INSTRUCTIONS FOR THE TASK:
Answer these questions about the commit notice below:
(a) What is the revision number?
(b) What is the branch nick?
(c) Which two files does it list as modified?

EXTRACT TO READ:
+ + +
Rev 2380: urlutils improvements from hpss. in file:///home/robertc/source/baz/hpss-urlutils/

Robert Collins robertc at robertcollins.net
Tue Mar 27 22:43:22 BST 2007


At file:///home/robertc/source/baz/hpss-urlutils/

------------------------------------------------------------
revno: 2380
revision-id: robertc at robertcollins.net-20070327214317-2hqvbmbcztm9ycqb
parent: pqm at pqm.ubuntu.com-20070327081802-271be0d343108f4f
committer: Robert Collins <robertc at robertcollins.net>
branch nick: hpss-urlutils
timestamp: Wed 2007-03-28 07:43:17 +1000
message:
  urlutils improvements from hpss.
modified:
  bzrlib/tests/test_urlutils.py  test_urlutils.py-20060502192900-46b1f9579987cf9c
  bzrlib/urlutils.py             urlutils.py-20060502195429-e8a161ecf8fac004
=== modified file 'bzrlib/tests/test_urlutils.py'
--- a/bzrlib/tests/test_urlutils.py	2007-02-14 10:11:12 +0000
+++ b/bzrlib/tests/test_urlutils.py	2007-03-27 21:43:17 +0000
@@ -197,21 +197,24 @@
             joined = urlutils.join(*args)
+ + +
PROVIDED INFORMATION:
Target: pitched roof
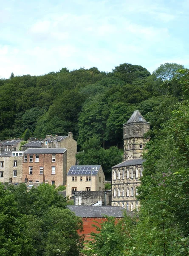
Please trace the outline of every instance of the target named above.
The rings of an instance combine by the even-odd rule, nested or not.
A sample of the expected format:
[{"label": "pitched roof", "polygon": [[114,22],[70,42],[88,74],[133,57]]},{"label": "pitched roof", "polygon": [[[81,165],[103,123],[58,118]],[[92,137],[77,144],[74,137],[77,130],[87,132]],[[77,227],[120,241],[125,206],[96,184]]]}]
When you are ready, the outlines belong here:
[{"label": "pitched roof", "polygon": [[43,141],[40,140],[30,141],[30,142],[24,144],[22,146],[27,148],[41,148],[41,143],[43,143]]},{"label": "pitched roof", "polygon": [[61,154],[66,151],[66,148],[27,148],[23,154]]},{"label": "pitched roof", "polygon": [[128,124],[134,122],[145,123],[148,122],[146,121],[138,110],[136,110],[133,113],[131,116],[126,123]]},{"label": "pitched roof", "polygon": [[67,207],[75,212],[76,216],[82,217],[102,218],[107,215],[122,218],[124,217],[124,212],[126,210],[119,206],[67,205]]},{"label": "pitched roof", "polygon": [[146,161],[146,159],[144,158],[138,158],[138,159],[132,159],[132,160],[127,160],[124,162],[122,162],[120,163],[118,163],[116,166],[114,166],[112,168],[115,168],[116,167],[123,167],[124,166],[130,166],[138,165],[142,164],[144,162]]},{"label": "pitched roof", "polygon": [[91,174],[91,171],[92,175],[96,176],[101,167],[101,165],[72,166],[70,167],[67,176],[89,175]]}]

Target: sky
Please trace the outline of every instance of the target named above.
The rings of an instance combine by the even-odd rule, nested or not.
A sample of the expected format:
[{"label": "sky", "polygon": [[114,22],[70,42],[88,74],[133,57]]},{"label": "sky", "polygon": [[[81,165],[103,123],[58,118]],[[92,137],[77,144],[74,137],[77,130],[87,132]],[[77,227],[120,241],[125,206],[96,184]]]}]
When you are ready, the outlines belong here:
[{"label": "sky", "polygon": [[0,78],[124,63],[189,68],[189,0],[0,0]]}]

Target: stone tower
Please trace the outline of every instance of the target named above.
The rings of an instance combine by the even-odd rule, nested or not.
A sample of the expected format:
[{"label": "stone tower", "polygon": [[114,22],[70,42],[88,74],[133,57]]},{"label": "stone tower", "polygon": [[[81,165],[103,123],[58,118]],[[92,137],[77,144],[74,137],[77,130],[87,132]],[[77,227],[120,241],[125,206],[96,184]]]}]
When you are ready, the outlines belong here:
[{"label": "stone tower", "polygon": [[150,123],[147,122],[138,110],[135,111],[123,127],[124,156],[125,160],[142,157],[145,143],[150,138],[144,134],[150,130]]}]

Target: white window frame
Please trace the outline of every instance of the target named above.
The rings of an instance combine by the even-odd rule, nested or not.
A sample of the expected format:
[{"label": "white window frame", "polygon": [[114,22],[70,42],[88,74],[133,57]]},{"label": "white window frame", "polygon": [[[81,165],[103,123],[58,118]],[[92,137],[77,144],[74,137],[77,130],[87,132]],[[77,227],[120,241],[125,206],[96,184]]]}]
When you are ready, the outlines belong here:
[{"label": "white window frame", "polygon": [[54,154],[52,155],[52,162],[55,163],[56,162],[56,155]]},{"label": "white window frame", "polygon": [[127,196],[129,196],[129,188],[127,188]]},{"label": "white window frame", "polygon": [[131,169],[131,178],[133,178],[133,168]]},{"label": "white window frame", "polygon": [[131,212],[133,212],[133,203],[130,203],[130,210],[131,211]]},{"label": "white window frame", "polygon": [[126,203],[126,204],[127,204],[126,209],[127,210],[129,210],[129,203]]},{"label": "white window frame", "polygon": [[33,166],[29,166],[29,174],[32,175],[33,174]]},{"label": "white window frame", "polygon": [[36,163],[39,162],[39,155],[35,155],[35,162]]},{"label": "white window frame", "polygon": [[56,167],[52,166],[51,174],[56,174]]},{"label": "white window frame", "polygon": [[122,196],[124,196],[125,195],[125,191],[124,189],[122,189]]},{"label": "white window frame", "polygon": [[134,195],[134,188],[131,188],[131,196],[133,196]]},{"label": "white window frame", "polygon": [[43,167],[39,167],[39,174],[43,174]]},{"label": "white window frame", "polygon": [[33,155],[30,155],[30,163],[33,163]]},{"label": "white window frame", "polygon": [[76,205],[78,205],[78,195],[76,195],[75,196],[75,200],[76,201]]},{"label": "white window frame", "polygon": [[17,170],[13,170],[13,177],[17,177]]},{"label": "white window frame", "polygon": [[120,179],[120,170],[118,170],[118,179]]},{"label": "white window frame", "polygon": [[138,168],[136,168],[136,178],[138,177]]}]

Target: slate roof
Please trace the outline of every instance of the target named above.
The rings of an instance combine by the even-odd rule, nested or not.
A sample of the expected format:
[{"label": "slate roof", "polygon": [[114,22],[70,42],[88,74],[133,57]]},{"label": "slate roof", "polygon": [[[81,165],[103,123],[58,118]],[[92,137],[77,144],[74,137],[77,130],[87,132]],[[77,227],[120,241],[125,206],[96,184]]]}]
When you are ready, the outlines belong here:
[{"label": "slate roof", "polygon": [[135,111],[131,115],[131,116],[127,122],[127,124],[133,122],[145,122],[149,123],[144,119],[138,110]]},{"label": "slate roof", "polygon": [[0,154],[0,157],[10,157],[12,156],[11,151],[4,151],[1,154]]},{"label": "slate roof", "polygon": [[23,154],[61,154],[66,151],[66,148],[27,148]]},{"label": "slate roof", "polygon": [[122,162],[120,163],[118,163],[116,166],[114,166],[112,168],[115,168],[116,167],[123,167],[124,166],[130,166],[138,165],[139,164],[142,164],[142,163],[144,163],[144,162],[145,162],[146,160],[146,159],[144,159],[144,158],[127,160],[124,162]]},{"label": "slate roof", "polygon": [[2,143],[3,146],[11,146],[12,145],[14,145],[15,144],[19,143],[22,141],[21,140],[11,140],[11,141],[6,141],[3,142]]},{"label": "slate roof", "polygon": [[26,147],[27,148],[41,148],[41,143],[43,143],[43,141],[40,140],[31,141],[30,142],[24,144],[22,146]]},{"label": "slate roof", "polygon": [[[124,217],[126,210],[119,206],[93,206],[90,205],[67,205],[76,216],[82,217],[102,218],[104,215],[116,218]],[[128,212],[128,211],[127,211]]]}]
+ + +
ANSWER:
(a) 2380
(b) hpss-urlutils
(c) bzrlib/tests/test_urlutils.py and bzrlib/urlutils.py